Quoted passage —
--- --- ---

Born: November 11, 1484

Died: July 18, 1566

Feast day: July 18

If Christopher Columbus had known what he was unleashing when he brought Pedro de las Casas with him to the New World in 1493, he probably would have sailed the gentleman back to Spain and made sure that no member of his family ever set foot on a ship again.

But Señor de las Casas, a Spanish merchant of good stock, stepped ashore safely, as would his 18-year-old son Bartolomé nine years later, in 1502.

This young man, who would one day bear the title “Protector of the Indians,” joined the conquistadores in founding settlements in Cuba and was given a large estate with plenty of enslaved Native Americans to work it. Although ordained to the priesthood in 1507, he later admitted that he excelled more at making enslaved people work than at teaching them the Christian faith. He might have agreed with another young Spaniard of the era, who said, “We came here to serve God and the king, and also to get rich.”

Some had tried to awaken his conscience on the issue of Native American slavery. Several Dominican priests had thundered from the pulpit against the horrific mistreatment of the Native Americans, and one of them had refused to give Las Casas absolution because he held enslaved Native American people.

--- --- ---

Dataset —
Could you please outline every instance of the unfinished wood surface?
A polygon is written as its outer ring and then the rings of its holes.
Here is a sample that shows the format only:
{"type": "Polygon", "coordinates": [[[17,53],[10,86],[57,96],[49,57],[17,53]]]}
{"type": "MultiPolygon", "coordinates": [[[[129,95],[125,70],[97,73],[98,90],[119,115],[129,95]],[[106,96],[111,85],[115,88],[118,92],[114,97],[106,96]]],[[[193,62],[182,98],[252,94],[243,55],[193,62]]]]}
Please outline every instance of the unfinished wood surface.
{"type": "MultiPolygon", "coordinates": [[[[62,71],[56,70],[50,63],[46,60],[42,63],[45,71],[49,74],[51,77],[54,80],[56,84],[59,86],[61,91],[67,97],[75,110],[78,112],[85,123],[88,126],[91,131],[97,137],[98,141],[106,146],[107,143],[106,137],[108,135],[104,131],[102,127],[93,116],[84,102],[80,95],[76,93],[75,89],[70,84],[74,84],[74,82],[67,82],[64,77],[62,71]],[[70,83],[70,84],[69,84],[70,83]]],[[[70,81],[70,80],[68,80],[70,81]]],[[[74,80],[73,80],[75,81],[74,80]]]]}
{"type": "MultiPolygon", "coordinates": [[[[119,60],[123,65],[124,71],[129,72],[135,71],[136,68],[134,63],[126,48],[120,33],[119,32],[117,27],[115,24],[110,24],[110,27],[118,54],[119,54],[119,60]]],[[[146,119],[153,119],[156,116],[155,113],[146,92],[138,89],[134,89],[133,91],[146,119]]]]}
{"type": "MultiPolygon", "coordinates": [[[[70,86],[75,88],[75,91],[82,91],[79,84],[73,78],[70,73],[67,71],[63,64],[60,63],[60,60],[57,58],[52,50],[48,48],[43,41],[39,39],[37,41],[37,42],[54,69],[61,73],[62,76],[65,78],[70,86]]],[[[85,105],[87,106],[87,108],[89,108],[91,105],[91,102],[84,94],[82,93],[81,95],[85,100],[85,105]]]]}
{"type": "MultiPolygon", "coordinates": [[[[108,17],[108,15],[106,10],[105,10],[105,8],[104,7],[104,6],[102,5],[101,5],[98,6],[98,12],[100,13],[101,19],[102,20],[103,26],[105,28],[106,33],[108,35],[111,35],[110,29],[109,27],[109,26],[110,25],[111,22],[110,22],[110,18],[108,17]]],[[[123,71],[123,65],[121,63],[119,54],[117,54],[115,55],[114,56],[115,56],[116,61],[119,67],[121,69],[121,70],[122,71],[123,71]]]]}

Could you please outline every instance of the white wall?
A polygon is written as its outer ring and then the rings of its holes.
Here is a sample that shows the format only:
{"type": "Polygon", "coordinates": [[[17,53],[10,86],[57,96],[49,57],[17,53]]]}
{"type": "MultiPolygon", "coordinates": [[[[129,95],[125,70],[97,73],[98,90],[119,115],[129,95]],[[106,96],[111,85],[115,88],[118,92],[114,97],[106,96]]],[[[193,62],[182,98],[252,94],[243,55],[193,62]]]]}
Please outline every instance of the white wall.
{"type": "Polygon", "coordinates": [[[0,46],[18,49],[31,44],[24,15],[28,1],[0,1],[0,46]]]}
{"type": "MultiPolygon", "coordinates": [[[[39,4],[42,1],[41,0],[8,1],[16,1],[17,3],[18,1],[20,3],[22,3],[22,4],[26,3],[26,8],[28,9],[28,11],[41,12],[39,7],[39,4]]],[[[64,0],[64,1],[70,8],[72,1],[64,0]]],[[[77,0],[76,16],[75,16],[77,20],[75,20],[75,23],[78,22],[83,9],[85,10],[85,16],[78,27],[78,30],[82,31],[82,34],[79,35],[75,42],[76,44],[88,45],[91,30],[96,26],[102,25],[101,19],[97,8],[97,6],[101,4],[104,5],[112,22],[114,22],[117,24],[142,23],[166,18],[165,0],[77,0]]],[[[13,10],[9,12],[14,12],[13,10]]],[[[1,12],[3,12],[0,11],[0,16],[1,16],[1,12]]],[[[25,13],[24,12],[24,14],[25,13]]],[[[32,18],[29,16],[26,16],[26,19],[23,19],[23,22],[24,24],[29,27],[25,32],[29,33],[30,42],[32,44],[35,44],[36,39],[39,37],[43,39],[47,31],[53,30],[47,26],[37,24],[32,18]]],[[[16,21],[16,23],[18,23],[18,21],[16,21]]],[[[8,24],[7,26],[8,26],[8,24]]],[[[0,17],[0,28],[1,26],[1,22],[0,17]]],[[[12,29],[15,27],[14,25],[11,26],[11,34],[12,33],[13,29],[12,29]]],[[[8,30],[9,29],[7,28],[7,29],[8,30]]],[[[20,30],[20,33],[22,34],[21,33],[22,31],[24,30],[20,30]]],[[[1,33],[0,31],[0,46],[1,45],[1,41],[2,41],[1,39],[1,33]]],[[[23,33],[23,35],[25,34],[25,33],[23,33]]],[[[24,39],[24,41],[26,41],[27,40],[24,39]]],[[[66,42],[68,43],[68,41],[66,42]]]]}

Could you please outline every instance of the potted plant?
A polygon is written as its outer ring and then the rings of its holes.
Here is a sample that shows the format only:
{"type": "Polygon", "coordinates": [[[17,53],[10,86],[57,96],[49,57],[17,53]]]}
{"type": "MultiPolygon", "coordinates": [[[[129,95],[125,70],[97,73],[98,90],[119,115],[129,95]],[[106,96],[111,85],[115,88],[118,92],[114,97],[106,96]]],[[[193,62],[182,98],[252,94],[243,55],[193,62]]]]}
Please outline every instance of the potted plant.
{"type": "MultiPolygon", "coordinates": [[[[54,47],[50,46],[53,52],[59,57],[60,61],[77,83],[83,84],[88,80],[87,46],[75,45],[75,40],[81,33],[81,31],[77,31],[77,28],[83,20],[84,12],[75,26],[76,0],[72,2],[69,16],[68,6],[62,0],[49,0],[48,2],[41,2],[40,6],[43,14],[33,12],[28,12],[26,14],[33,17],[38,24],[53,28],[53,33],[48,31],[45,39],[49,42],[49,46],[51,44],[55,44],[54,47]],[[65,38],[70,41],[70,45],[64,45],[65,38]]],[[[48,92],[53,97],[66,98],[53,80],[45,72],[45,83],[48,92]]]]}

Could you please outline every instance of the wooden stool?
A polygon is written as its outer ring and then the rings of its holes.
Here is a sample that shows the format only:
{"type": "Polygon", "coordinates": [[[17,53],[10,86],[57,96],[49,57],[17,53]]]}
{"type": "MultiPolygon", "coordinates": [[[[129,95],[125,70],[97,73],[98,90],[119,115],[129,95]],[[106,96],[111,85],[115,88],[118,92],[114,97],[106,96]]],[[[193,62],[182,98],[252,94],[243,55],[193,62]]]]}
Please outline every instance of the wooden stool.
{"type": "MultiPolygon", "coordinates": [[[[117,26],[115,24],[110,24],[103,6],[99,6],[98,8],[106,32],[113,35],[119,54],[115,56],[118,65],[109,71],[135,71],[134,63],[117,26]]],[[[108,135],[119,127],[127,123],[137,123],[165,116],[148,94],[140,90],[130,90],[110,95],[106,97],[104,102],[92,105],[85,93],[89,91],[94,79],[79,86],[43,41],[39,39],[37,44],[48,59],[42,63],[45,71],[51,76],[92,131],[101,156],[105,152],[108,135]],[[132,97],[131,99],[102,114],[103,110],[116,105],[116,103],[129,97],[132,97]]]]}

--- --- ---

Tasks for this exercise —
A - Summarize the passage on Bartolomé de las Casas in two sentences.
B - Copy the part of the passage on Bartolomé de las Casas starting with "Born: November 11, 1484" and going on through "a ship again.", renaming "Christopher Columbus" to "Cristóbal Colón".

Response list —
A - Bartolomé de las Casas, the son of a Spanish merchant who came to the New World with Columbus in 1493, arrived himself in 1502 and helped found settlements in Cuba, where he was given a large estate worked by enslaved Native Americans. Although he was ordained a priest in 1507, he later admitted that he was better at making enslaved people work than at teaching them the faith, even as Dominican priests condemned the mistreatment of the Native Americans and one refused him absolution.

B -
Born: November 11, 1484

Died: July 18, 1566

Feast day: July 18

If Cristóbal Colón had known what he was unleashing when he brought Pedro de las Casas with him to the New World in 1493, he probably would have sailed the gentleman back to Spain and made sure that no member of his family ever set foot on a ship again.